Record extracts start
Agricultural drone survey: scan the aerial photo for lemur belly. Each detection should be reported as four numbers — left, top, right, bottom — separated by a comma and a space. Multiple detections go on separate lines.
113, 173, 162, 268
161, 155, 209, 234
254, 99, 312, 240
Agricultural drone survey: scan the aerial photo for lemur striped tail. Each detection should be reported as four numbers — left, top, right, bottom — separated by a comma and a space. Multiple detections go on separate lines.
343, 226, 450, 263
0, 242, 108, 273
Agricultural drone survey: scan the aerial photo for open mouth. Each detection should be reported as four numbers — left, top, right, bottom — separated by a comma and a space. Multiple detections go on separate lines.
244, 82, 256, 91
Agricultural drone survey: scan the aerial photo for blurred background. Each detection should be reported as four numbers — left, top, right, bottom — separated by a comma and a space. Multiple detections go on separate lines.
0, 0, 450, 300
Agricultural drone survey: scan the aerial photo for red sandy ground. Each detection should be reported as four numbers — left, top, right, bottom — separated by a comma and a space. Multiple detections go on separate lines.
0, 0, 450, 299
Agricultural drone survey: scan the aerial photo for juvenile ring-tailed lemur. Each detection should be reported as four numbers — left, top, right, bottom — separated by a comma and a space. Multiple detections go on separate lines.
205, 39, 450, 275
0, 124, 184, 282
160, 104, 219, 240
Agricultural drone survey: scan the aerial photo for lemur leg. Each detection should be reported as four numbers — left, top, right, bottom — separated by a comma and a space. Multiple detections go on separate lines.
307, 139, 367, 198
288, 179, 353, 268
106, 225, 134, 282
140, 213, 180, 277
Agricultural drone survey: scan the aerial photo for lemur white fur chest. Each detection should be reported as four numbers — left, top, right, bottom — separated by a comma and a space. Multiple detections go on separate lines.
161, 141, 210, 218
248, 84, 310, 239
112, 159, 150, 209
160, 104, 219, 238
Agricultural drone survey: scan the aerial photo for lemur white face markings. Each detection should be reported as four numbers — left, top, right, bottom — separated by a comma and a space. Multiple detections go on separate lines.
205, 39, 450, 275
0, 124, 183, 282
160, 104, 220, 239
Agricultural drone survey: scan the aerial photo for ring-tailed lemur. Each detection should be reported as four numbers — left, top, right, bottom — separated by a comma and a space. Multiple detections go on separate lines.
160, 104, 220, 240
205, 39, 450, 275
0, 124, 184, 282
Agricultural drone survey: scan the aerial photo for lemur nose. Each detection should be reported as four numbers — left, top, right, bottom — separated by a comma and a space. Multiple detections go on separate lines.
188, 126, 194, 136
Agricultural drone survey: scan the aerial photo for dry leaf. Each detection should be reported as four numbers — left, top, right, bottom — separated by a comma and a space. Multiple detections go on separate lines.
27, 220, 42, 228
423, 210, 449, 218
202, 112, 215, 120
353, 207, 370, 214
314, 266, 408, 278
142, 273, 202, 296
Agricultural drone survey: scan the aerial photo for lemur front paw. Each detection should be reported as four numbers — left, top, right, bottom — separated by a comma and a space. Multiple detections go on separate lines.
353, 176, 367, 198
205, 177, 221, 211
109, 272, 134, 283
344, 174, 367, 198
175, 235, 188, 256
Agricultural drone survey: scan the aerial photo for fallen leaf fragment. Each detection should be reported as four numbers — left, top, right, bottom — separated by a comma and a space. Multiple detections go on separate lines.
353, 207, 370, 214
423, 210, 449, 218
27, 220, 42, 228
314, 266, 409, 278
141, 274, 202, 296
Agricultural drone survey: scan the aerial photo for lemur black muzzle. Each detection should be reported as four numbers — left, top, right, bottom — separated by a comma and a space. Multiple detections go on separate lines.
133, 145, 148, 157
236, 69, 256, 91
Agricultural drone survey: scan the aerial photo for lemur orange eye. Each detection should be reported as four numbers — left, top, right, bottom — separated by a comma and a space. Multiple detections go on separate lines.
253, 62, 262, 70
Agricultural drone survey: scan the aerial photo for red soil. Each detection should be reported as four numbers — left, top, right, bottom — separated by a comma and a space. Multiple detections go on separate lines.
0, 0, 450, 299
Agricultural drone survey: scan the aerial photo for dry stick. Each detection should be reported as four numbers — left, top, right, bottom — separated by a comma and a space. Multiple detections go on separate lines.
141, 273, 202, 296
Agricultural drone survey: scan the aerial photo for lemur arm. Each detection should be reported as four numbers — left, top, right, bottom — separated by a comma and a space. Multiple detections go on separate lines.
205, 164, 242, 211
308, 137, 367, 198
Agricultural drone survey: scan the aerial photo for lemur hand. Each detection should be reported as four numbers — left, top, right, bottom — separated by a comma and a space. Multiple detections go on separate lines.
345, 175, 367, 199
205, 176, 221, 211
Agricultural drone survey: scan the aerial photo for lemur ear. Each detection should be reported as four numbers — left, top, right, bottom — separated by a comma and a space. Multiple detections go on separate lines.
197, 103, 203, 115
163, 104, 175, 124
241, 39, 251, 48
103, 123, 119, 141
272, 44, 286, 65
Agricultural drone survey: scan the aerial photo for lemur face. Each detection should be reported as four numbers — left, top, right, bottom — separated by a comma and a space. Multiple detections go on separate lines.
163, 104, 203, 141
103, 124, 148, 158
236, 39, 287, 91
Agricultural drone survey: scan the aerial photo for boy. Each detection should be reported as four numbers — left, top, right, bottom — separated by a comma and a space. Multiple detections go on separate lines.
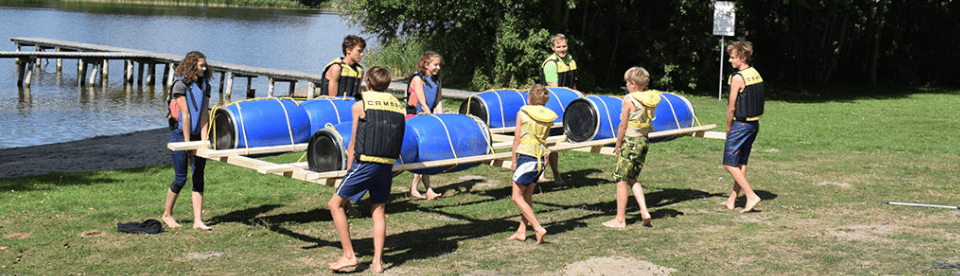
507, 84, 557, 244
327, 67, 405, 273
603, 67, 660, 229
720, 41, 764, 214
320, 35, 367, 97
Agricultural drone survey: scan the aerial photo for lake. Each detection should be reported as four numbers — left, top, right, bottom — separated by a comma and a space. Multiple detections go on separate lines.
0, 0, 373, 149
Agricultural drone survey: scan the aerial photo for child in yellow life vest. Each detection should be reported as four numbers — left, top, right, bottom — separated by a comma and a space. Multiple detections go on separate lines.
507, 84, 557, 244
603, 67, 660, 229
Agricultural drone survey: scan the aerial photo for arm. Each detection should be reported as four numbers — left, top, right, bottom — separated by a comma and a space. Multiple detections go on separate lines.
323, 64, 349, 97
613, 96, 636, 155
410, 77, 432, 114
347, 102, 366, 170
727, 75, 745, 133
510, 111, 523, 171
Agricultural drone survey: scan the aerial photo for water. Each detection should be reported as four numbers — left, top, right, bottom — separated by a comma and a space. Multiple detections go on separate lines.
0, 0, 373, 149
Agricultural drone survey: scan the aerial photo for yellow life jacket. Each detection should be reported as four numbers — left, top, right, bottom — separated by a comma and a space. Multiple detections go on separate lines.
624, 90, 663, 137
517, 105, 557, 160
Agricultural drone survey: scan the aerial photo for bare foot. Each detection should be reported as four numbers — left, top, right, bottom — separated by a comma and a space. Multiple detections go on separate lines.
193, 222, 213, 231
740, 197, 760, 214
603, 219, 627, 229
537, 228, 547, 245
427, 189, 441, 200
507, 232, 527, 241
640, 213, 653, 227
160, 216, 180, 228
370, 260, 383, 274
327, 257, 357, 271
720, 199, 736, 210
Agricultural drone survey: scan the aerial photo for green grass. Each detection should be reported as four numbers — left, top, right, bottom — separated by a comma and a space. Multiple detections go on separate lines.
0, 88, 960, 275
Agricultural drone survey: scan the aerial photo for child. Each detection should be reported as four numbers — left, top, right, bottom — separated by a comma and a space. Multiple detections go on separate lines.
160, 51, 213, 230
327, 67, 405, 273
720, 41, 764, 214
603, 67, 660, 229
507, 84, 557, 244
407, 51, 443, 200
322, 35, 367, 97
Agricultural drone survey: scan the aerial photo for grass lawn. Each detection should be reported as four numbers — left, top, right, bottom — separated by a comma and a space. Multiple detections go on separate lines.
0, 85, 960, 275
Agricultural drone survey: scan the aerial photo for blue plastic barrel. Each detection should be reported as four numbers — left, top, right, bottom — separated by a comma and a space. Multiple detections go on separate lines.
300, 96, 357, 134
307, 114, 491, 175
307, 121, 417, 172
563, 96, 623, 142
407, 114, 492, 175
460, 89, 527, 128
210, 98, 310, 149
650, 93, 697, 142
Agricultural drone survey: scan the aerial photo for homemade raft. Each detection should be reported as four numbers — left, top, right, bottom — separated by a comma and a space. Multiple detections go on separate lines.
167, 89, 725, 186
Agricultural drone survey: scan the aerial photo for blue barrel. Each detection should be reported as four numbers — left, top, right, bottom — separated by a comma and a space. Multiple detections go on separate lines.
307, 121, 417, 172
404, 114, 496, 175
650, 93, 697, 142
563, 96, 623, 142
544, 87, 583, 126
307, 114, 491, 175
300, 96, 357, 133
460, 89, 527, 128
210, 98, 310, 149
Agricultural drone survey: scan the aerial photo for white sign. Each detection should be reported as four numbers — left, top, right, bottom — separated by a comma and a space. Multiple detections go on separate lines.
713, 1, 737, 36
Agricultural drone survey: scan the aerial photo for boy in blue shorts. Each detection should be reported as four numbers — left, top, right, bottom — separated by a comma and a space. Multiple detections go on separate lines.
720, 41, 764, 214
327, 67, 406, 273
507, 84, 557, 244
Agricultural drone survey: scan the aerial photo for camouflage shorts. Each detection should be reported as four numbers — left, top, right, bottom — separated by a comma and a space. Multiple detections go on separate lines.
613, 137, 649, 182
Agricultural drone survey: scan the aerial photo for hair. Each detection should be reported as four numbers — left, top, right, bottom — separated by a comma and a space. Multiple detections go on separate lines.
550, 34, 567, 47
417, 51, 443, 74
529, 84, 550, 105
623, 66, 650, 90
727, 40, 753, 64
343, 35, 367, 55
367, 66, 391, 92
174, 51, 213, 82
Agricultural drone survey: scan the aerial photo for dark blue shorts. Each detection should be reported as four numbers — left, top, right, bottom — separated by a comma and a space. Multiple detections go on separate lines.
723, 121, 760, 167
513, 154, 547, 185
337, 160, 393, 204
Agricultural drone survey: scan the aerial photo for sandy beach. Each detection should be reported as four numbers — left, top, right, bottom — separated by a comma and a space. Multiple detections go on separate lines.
0, 128, 171, 179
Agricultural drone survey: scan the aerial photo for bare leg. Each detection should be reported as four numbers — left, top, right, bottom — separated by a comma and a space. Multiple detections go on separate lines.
192, 192, 213, 230
370, 203, 387, 273
160, 189, 180, 228
723, 165, 760, 214
423, 175, 440, 200
327, 194, 357, 271
603, 180, 630, 229
410, 174, 424, 199
633, 181, 652, 227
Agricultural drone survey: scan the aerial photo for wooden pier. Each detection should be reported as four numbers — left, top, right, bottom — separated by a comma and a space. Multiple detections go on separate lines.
0, 37, 474, 102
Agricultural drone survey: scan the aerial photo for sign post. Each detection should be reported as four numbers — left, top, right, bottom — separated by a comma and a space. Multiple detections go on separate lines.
713, 1, 737, 100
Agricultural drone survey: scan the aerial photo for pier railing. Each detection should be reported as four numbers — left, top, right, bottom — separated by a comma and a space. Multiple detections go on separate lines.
0, 37, 475, 102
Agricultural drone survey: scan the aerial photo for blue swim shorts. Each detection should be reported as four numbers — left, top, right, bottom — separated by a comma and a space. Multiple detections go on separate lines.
513, 154, 547, 185
337, 160, 393, 204
723, 121, 760, 167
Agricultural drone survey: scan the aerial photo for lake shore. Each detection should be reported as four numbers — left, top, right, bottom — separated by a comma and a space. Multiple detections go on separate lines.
0, 128, 171, 179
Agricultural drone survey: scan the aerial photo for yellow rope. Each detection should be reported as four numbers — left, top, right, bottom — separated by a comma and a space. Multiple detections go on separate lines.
430, 114, 460, 173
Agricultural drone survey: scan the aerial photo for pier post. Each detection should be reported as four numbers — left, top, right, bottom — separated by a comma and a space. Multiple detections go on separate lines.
137, 60, 145, 85
57, 47, 63, 72
224, 71, 233, 103
267, 77, 277, 97
147, 60, 157, 86
123, 59, 133, 83
77, 58, 87, 86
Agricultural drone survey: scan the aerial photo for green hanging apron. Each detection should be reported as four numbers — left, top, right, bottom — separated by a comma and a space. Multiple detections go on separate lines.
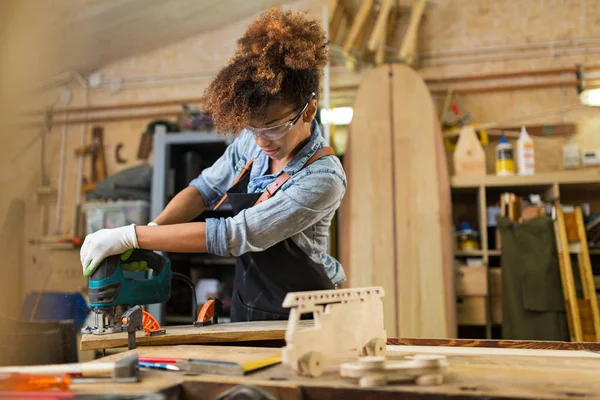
498, 217, 570, 341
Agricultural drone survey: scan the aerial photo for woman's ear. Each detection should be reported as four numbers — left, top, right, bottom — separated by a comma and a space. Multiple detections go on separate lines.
302, 100, 317, 122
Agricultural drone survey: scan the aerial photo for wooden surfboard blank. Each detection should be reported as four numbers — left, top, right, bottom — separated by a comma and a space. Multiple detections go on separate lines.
344, 65, 455, 338
342, 67, 398, 337
80, 321, 313, 350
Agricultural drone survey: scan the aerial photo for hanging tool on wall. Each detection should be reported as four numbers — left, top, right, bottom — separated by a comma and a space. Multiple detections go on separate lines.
75, 126, 107, 193
115, 143, 127, 164
441, 93, 489, 152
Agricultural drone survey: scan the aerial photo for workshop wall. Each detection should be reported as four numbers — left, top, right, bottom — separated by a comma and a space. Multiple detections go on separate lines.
0, 0, 600, 310
0, 0, 321, 306
331, 0, 600, 173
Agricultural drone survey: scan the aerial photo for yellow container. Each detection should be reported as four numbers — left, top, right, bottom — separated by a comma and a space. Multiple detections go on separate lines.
496, 136, 515, 176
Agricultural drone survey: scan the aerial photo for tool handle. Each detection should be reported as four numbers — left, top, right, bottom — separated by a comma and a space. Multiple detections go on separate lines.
0, 362, 115, 377
0, 373, 71, 392
139, 357, 183, 364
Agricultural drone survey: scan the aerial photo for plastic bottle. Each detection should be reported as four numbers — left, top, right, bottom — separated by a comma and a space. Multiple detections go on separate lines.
496, 136, 515, 176
517, 126, 535, 175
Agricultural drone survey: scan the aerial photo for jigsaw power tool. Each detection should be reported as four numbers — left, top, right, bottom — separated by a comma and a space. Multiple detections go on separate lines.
81, 249, 171, 335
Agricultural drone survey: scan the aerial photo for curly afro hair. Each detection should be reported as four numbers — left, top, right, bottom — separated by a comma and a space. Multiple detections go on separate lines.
202, 9, 328, 134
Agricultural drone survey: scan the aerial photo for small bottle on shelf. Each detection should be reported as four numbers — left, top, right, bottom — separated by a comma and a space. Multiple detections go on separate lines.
496, 136, 515, 176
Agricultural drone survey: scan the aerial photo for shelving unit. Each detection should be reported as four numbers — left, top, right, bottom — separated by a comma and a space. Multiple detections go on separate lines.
450, 169, 600, 338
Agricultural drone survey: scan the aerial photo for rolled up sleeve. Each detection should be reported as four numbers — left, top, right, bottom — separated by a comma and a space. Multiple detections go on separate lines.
189, 136, 246, 207
206, 169, 346, 256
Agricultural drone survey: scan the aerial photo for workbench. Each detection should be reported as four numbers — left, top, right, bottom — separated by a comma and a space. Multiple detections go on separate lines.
72, 339, 600, 400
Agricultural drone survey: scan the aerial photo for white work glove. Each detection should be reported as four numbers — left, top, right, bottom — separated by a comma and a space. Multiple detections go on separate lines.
79, 224, 139, 276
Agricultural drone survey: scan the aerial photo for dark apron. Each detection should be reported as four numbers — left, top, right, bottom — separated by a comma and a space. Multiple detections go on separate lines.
219, 160, 334, 322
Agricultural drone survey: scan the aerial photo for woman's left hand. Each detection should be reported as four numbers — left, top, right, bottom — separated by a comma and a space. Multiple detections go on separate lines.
79, 224, 139, 276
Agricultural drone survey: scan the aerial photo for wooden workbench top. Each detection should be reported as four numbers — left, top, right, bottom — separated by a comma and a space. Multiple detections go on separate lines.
73, 345, 600, 399
80, 321, 313, 350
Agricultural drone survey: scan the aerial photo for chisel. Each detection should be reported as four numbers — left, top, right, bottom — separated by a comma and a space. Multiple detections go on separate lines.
175, 355, 281, 375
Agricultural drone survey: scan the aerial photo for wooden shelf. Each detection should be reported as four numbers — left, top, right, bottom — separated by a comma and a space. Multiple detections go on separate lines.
454, 249, 502, 257
454, 250, 483, 257
450, 169, 600, 189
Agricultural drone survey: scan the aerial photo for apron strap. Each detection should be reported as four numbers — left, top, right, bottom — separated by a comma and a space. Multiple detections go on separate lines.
254, 146, 335, 205
213, 158, 254, 211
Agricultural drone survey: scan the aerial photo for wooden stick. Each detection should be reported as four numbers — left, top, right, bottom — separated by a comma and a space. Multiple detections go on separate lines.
22, 111, 181, 127
425, 67, 577, 83
24, 97, 201, 115
329, 0, 340, 25
386, 338, 600, 352
342, 0, 373, 54
386, 345, 600, 358
430, 80, 579, 94
398, 0, 425, 62
425, 64, 600, 83
440, 88, 454, 122
367, 0, 392, 51
329, 5, 345, 43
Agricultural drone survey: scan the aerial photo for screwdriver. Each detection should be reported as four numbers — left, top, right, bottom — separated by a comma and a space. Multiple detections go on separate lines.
0, 373, 71, 391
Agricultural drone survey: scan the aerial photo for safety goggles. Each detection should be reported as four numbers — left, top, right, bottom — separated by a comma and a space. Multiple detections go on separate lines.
246, 92, 315, 140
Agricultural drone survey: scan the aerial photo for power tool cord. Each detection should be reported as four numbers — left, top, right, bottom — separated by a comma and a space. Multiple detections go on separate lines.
171, 272, 198, 322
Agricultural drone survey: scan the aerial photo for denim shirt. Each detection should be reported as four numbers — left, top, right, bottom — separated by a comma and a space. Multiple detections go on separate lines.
190, 120, 346, 284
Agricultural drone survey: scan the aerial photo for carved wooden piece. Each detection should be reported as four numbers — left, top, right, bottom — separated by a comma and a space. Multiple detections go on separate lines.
340, 354, 449, 387
454, 125, 485, 176
282, 287, 387, 377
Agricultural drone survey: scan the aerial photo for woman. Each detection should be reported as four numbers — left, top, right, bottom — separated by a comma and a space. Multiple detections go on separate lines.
81, 9, 346, 321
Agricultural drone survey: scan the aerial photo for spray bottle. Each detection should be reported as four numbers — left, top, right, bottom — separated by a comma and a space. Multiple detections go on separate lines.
496, 135, 515, 176
517, 126, 535, 175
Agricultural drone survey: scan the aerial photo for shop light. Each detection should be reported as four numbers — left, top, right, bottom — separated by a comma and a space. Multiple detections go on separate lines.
321, 107, 354, 125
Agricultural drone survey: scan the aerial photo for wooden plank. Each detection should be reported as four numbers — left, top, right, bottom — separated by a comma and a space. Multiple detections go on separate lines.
75, 346, 600, 400
341, 67, 398, 337
80, 321, 312, 350
387, 345, 600, 359
489, 123, 577, 137
450, 169, 600, 188
455, 266, 488, 296
367, 0, 392, 51
0, 199, 25, 318
342, 0, 373, 54
389, 64, 450, 337
434, 104, 458, 337
456, 296, 487, 325
398, 0, 425, 64
387, 338, 600, 352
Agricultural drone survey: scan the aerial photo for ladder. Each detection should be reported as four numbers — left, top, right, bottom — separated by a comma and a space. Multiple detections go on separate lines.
Record extracts end
• The request: Can you rewrite everything from the start of the data down through the line containing "254, 99, 312, 240" as a numbered list, leaving out any blank lines?

• Solution below:
1. Agricultural drone survey: scan the aerial photo for lemur belly. Each detection should be reported as four numbers — left, top, right, bottom — separated by a comma and a space. Multiple detections go on separate lines.
2. 113, 173, 162, 268
3. 161, 155, 209, 234
4. 254, 99, 312, 240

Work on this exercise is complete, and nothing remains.